The Lucky One by Nicholas Sparks

This is my first Nicholas Sparks novel, although I must admit that I cried like a baby while watching "The Notebook". (I also cried like a baby when I summarized The Notebook to my friend two days ago). I figured that I wanted to see what type of writing enchants the world population in the way that Sparks seems to do time and time again.

The book is about an ex-marine who walks across country to find a woman. This woman is special to him because she is in a lucky photograph he found in Iraq. The biggest conflict of the book is the woman's ex husband who unreasonably does not want her to date anyone else.

It was pretty enchanting. The ending was very powerful, jumping off of the page like a movie. The ending conflicted greatly with the robotic movements and flat dialog that plagued the rest of the book. It is as as if he wrote a rough draft of the book, then did a second draft of the last two chapters, then published it. 

I'm probably not the first to say that the conflict is flimsy. I will give Sparks some credit though, he certainly gives the exhausting and petty aspects of relationships the gravity that bored housewives probably want. I mean, I don't care about ex-husbands and I think Beth and Logan could have told Clayton to piss off from the beginning and live the rest of their lives in peace, but then again, I have never lived that life and I don't know how stressful that stuff can be.

I had one odd moment while reading this book. I thought "it is all a conspiracy". Sparks isn't a person, he is a program that distills field interviews from the target audience. In this case, it wrote a book that panders to single mothers who feel marginalized by their ex-husbands. What they want is to get love unconditionally without having to work for it. Preferably love will fit right into her life without her having to change anything, maybe he will work in the family business and not have any friends or family for her to deal with. Yup, Logan made a grand gesture of love before he even knew her. She doesn't have to feel good enough to deserve it, she just has to be the person in his photograph. It just seemed too perfect.

And he listened to her vent about her problems without judging her, interrupting her, or even trying to fix her. Sparks made a big point about that.

^^^^

— Set tasks —
A: Reproduce the part of the review of The Lucky One that opens with the words containing "I had one odd" and closes with "seemed too perfect.".
B: In the review of The Lucky One, what did the ex-marine find in Iraq?
C: Continue the review of The Lucky One from its last sentence.
The listing after this review isn't needed.

— Recorded information —
^^^^

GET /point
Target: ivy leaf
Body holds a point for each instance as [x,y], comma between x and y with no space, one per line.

^^^^

— Answers to the exercise —
A:
I had one odd moment while reading this book. I thought "it is all a conspiracy". Sparks isn't a person, he is a program that distills field interviews from the target audience. In this case, it wrote a book that panders to single mothers who feel marginalized by their ex-husbands. What they want is to get love unconditionally without having to work for it. Preferably love will fit right into her life without her having to change anything, maybe he will work in the family business and not have any friends or family for her to deal with. Yup, Logan made a grand gesture of love before he even knew her. She doesn't have to feel good enough to deserve it, she just has to be the person in his photograph. It just seemed too perfect.

B: A lucky photograph with the woman in it.

C:
In Roger Ebert's review of the movie he writes
I've seen him in interviews where he's better-looking than some of his leading men and comes across as sincere. I think he really does believe in his stories, and I think readers sense that.
I bet Ebert got the pandering feeling that compelled him to write this. 

But it was enchanting nonetheless. Maybe robots will write all our books, and we'll be better for it.

Other Notes:
- I sensed this with the late Michael Crichton's work near the end of his career, namely Prey. Editors get insecure and don't push enough when the authors get too famous. The authors just assume that everyone will love the book and it will be turned into a movie. All this causes the books to sound like screenplays. Scenes get grander (with more water) and only actions are described. The author abandons  point of view all together.
-  One plot hole: When everyone is rushing to save the son, how did Clayton know that the tree house was dangerous? He wasn't involved in that at all. Him running out to help was also uncharacteristic. 
- I grew uncomfortable when everyone started calling Clayton simply "the ex". I doubt everyone in the entire town would call him that. It showed me that he didn't have voices ironed out. I just don't think Nana would call him that.
- the cliffhanger being resolved in the epilogue was cute, I liked that.
- This is the first review where I didn't spoil the ending. let me know if you want to know what happened.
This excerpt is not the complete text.